**Work order**: Start to finish, retype the entries exactly while omitting the pictures.

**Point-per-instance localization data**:
- Opening Delimiter -
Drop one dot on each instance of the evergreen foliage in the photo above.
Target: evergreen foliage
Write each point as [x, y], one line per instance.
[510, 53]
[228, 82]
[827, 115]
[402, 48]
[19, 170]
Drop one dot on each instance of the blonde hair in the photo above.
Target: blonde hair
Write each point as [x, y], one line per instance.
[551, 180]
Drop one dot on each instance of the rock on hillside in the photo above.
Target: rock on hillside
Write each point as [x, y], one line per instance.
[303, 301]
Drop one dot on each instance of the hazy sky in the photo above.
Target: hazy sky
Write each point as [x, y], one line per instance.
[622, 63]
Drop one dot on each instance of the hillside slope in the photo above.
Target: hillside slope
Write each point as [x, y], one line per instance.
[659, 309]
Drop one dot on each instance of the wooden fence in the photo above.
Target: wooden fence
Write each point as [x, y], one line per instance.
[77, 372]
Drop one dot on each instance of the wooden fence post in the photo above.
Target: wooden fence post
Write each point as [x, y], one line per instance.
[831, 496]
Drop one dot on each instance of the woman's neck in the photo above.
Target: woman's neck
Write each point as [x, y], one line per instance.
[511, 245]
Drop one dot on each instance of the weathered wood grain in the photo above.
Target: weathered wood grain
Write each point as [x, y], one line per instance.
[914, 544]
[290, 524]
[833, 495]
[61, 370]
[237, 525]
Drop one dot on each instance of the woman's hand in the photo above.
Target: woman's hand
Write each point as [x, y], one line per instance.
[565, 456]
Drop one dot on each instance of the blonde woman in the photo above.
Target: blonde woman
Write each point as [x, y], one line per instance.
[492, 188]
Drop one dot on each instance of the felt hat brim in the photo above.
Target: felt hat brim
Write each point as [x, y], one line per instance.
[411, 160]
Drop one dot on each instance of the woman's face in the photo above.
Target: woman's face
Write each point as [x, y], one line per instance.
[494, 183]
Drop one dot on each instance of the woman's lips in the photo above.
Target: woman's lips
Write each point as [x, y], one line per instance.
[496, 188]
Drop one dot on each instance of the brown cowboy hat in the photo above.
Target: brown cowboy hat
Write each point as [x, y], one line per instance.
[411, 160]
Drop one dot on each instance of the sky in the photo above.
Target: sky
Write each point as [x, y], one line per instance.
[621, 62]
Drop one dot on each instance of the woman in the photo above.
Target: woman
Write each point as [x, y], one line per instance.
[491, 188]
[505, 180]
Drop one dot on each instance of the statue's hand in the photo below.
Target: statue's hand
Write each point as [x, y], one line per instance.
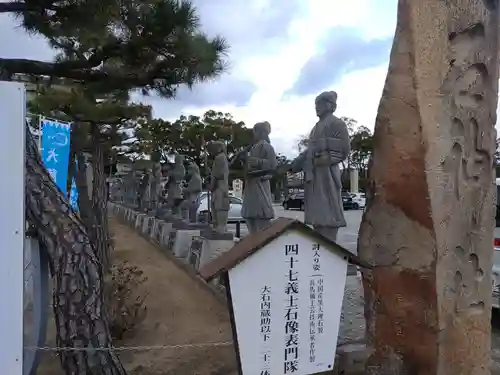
[322, 160]
[253, 162]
- Closing Delimiter -
**Output for this exercise**:
Drop one dot on each instance of the evergreen foliage in the photo above.
Target: evergreen foliage
Write each point as [x, y], one line per instance.
[510, 53]
[228, 82]
[827, 115]
[402, 48]
[19, 170]
Drop one dot on each instance of the blonde hair in the photo above.
Target: blonde hair
Write each point as [x, y], one line per instance.
[551, 180]
Drop one dot on each instance of the rock on hillside in the photo above.
Target: rock on hillside
Write each point as [x, y], one line per instance.
[303, 301]
Drop one dot on each instance of the hazy sky in the photo above.
Target: hazy sky
Write each point as [x, y], one line per instance.
[622, 63]
Drop one dot on each instance of the hillside slope in the photo above.
Target: hillside slope
Write each point as [x, y], one line per instance.
[659, 309]
Drop one dot on each instance of the wooden fence in the photo above.
Target: wooden fence
Write each point as [x, y], one line per instance.
[77, 372]
Drop one dot on each instance of the wooden fence post in the photo above.
Target: wooden fence post
Write each point as [x, y], one line per instance.
[831, 496]
Drop one dot on each instance of the woman's neck in the photo above.
Target: woman's neck
Write each point as [x, y], one line per instance.
[511, 245]
Drop one dot on each instance of the weathered wood grain in the photo above.
Target: weathered wood grain
Write each point as [x, y], one line per instance.
[914, 544]
[290, 524]
[833, 495]
[61, 370]
[237, 525]
Drop one dot on each instance of the woman's hand in the photo above.
Target: woman's hand
Write each point as [x, y], one line per instance.
[565, 456]
Drop one dot on each instance of the blonde woman in the photo above.
Target: blonde woman
Write each point as [x, y], one line per instance.
[492, 188]
Drop one dot on each instance of the felt hat brim in the photo above.
Target: felt hat brim
Write each point as [x, y], one line per instance.
[411, 160]
Drop one dot on each instance of the woman's face in the photo above.
Target: woman's face
Write each point as [x, y], one line per instance.
[494, 183]
Drop one dot on each instance of the woman's lips in the photo above.
Target: woman's lips
Write each point as [x, y], one line per instance.
[496, 188]
Drop one dot on each instance of the brown cowboy hat in the photo above.
Target: brown cowboy hat
Write each point as [x, y], one line per instance.
[411, 160]
Drop one dot on each instance of the sky in the photo above.
Target: sky
Write each point as [x, y], one line per instance.
[621, 62]
Drop one dot on each instance of the woman in the photo above.
Target: woman
Write each point as [x, y], one line per instance.
[491, 188]
[505, 180]
Drop one dot on each instance of the statue's hand in the photo below.
Target: statue's hand
Write each point as [x, y], one line per instance.
[322, 160]
[253, 162]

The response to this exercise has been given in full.